Assigned task: Report every line in the listing that contains the string "this".

Material for the task:
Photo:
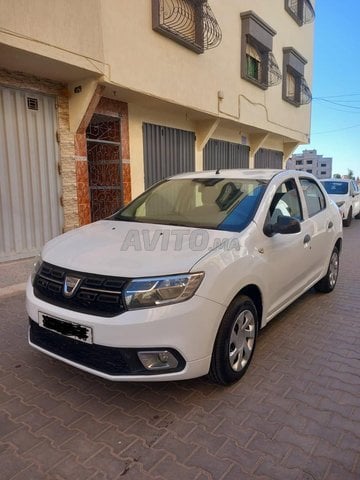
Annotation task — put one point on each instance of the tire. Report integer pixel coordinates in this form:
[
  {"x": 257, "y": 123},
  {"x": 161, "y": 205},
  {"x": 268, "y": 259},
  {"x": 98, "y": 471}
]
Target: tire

...

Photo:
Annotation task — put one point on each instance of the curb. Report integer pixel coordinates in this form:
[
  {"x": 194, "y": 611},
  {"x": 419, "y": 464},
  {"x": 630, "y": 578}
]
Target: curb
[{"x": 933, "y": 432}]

Result of the task:
Annotation task — put one point on each instance of the tire. Report integer pixel coordinates in this form:
Annotation task — put one point on each instance of the curb. Report integer pixel coordinates in this form:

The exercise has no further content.